(Natural-language object grounding data)
* * *

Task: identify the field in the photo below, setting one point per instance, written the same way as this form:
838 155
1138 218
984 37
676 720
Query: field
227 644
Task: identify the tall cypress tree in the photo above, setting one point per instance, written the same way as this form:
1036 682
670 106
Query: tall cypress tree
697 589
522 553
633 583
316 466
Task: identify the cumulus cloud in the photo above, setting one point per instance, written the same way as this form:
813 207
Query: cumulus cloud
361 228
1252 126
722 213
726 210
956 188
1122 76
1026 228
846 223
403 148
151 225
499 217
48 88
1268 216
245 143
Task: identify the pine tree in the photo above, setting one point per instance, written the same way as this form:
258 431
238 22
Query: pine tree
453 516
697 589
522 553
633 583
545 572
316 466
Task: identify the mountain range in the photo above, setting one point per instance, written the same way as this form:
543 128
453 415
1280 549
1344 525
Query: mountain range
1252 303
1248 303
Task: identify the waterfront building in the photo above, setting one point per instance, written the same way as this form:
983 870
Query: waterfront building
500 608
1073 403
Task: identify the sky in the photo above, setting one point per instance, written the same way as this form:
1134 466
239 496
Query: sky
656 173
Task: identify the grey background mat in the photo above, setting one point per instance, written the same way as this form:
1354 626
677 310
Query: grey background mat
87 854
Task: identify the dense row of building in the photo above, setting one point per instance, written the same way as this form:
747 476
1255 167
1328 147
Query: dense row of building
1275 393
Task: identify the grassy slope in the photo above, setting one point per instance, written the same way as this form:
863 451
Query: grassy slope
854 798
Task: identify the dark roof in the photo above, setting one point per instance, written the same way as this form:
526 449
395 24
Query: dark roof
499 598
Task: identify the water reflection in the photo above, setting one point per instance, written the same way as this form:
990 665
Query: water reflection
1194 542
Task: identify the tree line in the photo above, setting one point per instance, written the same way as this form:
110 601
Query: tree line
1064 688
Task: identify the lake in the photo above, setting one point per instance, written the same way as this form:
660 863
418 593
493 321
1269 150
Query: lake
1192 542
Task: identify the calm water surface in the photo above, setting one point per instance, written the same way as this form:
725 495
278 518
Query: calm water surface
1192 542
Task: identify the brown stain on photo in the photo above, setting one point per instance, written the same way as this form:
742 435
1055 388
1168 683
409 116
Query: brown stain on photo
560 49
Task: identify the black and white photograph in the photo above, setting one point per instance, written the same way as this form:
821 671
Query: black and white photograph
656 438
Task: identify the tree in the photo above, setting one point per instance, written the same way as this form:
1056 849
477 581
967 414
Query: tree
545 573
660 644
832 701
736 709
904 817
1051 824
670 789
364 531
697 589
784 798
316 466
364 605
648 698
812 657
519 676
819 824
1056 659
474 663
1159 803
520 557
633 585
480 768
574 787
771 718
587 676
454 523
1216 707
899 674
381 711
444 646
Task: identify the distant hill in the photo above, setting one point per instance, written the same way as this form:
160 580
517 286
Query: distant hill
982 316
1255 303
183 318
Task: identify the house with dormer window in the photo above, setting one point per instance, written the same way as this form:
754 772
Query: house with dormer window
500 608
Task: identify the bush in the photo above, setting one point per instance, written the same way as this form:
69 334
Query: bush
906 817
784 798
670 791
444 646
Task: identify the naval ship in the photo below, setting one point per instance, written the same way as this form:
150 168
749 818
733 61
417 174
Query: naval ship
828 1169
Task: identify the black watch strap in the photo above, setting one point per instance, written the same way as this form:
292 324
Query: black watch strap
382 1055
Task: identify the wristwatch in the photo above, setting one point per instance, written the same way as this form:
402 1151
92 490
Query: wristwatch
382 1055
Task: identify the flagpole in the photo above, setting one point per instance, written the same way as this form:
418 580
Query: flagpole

* * *

Copy from the entries only those lines that hold the word "below".

Result>
Task: identify the field in the photo below, setting one point per instance, written the same way as this form:
Task: identify the naval ship in the photo below, setting one point per instance, written the same way as this form:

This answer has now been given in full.